[DATA FOR THE TASK]
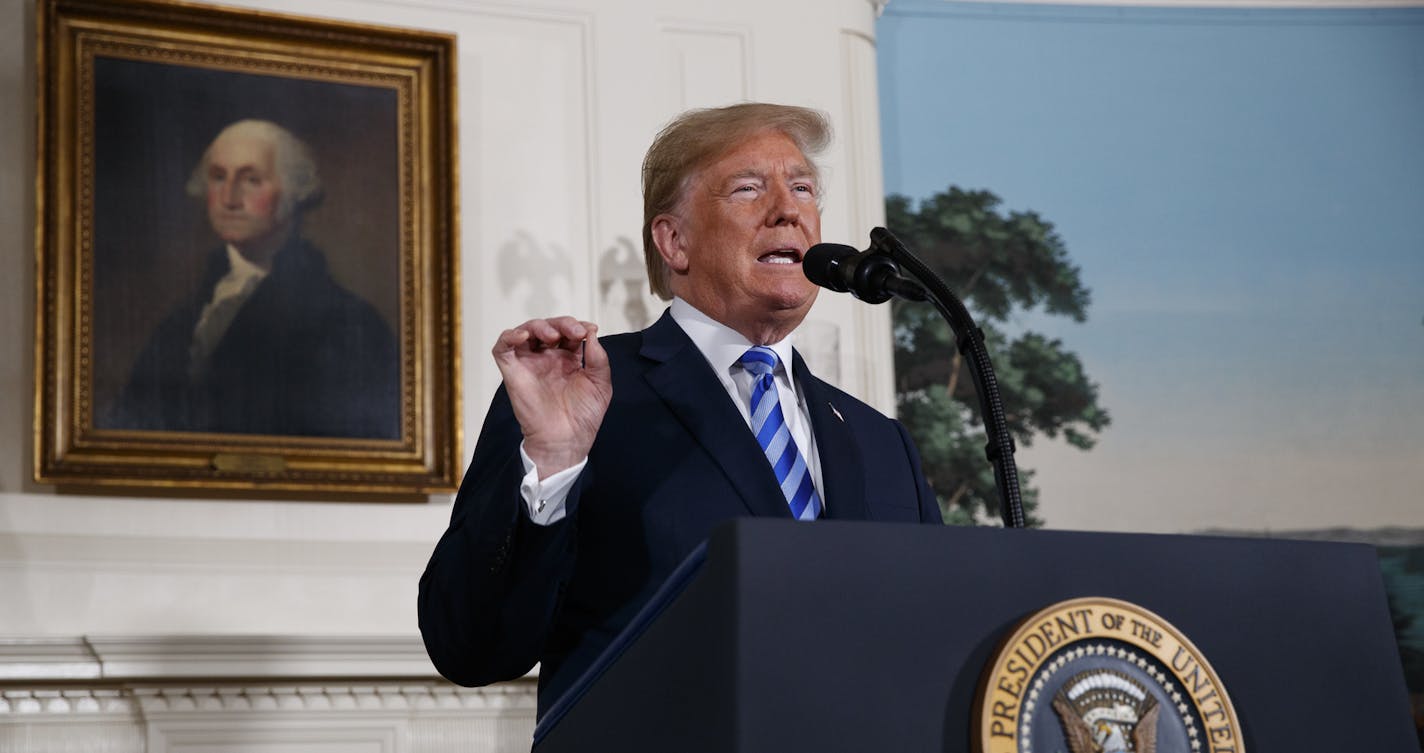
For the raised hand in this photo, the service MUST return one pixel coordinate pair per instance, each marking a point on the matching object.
(560, 385)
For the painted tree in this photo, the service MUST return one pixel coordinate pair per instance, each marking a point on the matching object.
(998, 264)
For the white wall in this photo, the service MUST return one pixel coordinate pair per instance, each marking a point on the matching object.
(557, 100)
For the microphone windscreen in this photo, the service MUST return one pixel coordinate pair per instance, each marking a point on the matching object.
(820, 259)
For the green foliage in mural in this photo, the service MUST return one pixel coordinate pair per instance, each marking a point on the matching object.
(1000, 264)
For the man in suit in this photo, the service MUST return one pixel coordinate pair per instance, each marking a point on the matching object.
(603, 463)
(268, 343)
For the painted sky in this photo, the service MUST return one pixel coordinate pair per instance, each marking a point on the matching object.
(1243, 191)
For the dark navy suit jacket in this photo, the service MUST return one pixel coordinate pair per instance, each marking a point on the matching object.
(674, 459)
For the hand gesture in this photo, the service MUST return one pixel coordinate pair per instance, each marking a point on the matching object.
(560, 385)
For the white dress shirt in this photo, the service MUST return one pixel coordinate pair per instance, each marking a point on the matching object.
(722, 348)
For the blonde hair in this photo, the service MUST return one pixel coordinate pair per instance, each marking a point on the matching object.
(698, 137)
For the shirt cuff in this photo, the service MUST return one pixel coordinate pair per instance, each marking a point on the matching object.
(547, 501)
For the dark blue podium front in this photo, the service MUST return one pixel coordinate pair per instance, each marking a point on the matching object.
(873, 636)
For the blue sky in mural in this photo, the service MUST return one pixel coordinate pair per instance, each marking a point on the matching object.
(1243, 191)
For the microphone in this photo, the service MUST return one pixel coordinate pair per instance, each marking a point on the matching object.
(867, 275)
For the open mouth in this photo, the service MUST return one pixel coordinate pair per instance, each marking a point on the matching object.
(781, 256)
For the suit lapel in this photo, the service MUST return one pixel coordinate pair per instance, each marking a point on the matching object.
(843, 477)
(687, 385)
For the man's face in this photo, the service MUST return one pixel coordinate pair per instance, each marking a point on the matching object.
(244, 192)
(741, 234)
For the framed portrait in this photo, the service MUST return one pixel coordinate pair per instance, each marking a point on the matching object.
(247, 252)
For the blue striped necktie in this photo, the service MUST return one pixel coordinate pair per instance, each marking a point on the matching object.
(769, 426)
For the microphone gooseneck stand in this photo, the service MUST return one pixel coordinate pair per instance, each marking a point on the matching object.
(970, 340)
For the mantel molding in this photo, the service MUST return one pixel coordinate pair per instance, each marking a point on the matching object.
(175, 658)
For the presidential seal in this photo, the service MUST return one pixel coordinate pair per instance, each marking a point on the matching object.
(1101, 675)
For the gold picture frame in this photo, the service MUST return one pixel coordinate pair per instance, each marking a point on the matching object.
(161, 170)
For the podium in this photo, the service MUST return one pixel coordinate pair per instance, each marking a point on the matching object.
(786, 636)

[EXERCISE] Transcribe exactly, and only, the lines from the one holding "For the blue striped" through the final line of the listing.

[EXERCISE ANSWER]
For the blue striped necktie in this photo, the service MUST return one pixel coordinate pair per instance, each marking a point on the matching object.
(769, 426)
For the microphone gooseneck stand in this photo, the service MUST return one pixel coordinate pair per instance, each marking a point on the matching object.
(970, 340)
For the mantel molding in this photo, the service MUST return one pixel coordinate pair per instance, each marking a point on the matching object.
(175, 658)
For the presidential seal in this photo, the service MUST return one pixel coordinate pair per instance, each marking a point on the matching object.
(1101, 675)
For the gold picture frame in this photo, the service MUST return one pixel coordinate pair per instance, each marking a point on the matching object.
(161, 170)
For the podium in this photo, the service MUST return one pixel coordinate pair per instance, each marking a point on the matching object.
(786, 636)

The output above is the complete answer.